Source extract.
──────────────────────────────

It was generally admitted that "the operations of medicines (drugs) are not susceptible to that precise demonstration peculiar to the sciences of chemistry and mathematics . . ." It was also admitted that, though a drug "may fulfill an indication so far as its sensible action is concerned, it may still be doubtful whether it has accomplished a single point in the curative process of the case; in fact, we know that it has not unfrequently happened that medicine has essentially aggravated the disease, without any suspicion, at the time, that it had any relation to the change which followed its operation." This simple confession of ignorance of how drugs act was repeated over and over in many forms.

The celebrated Dr. Meigs of Philadelphia wrote in his letter on Woman and Her Diseases: "I conceive that we have not and cannot ever reasonably expect to have any very clear notions as to the methodus operandi of any medicine. Who can explain the cathartic power of jalap as contradistinguished from the emetic force attendant upon the general constitution of calicea ipecauna, or the tartrate of antimony and potash?

"We are well acquainted with the facts, the phenomena; yet to say why tartar emetic shall produce vomiting, while sulphate of magnesia shall have the effect of a purgation, is beyond the power of the human mind . . . I do not consider myself as credulous in believing that iron has a special affinity to invigorate the tissues composing the paermatosic membrane; certainly not more so than ten thousand American physicians, who confidently administer five or twenty grains of calomel, with the utmost certainty of exciting the liver into greater or more healthy activity; squills to excite the mucous follicles of the bronchi; nitre to arouse the kidneys, or belladonna to arouse the skin; and strychnia to wake up again the torpid muscles of a paralytic leg or arm. In the methodus operandi of drugs and medicines, all our cogitations are purely empirical."

──────────────────────────────

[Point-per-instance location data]
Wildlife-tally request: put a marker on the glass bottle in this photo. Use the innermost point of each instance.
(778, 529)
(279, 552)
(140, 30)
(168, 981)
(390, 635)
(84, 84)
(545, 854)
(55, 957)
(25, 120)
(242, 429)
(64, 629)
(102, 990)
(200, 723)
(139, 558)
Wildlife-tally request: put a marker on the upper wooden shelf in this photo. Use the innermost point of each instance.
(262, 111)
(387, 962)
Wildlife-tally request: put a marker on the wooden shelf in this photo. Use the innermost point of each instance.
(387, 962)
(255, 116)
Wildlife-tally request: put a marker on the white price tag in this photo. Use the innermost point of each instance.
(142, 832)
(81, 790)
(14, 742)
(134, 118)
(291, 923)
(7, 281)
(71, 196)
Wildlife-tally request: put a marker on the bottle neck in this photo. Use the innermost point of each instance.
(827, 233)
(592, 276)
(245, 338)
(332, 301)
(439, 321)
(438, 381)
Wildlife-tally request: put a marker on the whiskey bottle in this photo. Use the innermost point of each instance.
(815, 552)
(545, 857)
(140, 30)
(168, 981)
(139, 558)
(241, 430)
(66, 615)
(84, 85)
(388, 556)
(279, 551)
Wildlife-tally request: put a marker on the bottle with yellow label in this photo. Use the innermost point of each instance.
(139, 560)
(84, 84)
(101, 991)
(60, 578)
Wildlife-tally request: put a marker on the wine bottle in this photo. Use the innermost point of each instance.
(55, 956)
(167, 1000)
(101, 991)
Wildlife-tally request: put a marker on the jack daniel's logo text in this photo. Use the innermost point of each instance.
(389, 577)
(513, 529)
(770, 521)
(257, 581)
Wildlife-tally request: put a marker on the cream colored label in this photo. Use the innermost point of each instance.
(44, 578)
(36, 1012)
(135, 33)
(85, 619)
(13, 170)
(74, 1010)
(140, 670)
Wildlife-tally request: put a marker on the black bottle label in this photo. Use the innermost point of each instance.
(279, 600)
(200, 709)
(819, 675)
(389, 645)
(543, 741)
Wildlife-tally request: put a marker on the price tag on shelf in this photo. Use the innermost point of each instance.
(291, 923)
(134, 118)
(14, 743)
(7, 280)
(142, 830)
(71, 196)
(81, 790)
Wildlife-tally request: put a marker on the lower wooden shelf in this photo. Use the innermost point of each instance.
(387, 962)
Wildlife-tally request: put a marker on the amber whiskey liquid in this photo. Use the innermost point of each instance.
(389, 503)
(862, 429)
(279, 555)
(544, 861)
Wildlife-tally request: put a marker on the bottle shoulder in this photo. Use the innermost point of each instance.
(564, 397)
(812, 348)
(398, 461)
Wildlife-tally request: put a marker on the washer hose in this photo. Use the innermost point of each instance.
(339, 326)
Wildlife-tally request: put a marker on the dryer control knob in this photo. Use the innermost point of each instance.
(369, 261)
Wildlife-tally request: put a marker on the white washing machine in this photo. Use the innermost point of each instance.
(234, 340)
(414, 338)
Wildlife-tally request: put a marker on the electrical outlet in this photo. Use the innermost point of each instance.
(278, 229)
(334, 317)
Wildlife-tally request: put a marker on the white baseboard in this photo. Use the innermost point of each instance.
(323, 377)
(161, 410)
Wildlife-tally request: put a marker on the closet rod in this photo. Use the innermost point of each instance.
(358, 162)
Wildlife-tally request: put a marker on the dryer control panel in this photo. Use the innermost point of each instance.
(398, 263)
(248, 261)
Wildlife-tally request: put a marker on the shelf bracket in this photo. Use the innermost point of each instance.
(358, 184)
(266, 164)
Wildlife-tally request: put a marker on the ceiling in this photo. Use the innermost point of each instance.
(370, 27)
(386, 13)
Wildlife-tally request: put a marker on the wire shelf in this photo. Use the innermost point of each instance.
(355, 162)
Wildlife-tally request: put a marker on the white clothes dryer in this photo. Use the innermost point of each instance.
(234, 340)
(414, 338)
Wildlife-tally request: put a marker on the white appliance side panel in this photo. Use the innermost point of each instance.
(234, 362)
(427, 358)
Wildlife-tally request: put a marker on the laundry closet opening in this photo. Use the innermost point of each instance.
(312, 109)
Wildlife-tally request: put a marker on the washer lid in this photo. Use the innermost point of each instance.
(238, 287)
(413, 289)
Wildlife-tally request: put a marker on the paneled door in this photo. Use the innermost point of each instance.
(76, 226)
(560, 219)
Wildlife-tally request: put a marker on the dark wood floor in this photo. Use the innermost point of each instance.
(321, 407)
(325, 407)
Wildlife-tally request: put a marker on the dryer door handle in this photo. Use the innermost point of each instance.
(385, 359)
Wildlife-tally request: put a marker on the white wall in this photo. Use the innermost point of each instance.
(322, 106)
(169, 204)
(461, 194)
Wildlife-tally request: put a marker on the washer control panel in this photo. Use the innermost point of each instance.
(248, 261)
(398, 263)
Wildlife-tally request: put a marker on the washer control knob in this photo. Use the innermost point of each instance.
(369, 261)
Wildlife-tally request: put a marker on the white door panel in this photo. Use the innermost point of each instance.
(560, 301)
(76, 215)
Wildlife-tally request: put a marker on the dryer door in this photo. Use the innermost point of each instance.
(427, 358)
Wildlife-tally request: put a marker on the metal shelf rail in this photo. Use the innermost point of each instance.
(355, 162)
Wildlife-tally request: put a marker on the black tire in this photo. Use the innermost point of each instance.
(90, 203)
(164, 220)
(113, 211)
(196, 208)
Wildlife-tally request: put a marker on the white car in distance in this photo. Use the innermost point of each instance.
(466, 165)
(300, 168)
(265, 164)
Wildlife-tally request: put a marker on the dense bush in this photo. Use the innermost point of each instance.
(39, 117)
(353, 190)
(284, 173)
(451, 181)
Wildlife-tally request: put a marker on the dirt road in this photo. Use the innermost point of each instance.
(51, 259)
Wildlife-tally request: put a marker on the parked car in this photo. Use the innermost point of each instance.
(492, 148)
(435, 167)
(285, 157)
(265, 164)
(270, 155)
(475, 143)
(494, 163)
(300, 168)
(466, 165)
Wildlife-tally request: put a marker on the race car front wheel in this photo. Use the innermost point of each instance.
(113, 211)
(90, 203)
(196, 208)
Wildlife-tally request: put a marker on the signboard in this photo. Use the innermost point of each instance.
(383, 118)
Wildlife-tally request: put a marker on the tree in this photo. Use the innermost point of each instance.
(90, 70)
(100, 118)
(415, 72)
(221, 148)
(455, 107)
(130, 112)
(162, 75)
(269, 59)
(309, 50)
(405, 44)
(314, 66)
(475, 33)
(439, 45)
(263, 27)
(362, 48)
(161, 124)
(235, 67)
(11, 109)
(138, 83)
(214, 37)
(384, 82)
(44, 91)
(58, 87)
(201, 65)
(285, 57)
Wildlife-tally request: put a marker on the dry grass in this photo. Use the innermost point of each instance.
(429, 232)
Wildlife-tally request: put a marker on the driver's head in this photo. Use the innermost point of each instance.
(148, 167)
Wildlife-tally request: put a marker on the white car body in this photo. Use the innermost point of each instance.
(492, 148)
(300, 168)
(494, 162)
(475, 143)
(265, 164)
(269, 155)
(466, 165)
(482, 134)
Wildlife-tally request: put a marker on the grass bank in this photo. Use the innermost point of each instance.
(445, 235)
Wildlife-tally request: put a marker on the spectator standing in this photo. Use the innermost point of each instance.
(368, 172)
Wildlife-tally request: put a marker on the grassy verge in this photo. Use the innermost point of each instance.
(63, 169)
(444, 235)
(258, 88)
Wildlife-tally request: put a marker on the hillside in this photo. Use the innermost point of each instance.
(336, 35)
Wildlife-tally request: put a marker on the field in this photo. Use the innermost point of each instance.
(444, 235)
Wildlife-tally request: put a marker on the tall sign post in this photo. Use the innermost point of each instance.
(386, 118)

──────────────────────────────

Your task. In the passage on how drugs act, retype word for word the part that opens with the words "The celebrated Dr." and closes with "antimony and potash?".

Reply.
The celebrated Dr. Meigs of Philadelphia wrote in his letter on Woman and Her Diseases: "I conceive that we have not and cannot ever reasonably expect to have any very clear notions as to the methodus operandi of any medicine. Who can explain the cathartic power of jalap as contradistinguished from the emetic force attendant upon the general constitution of calicea ipecauna, or the tartrate of antimony and potash?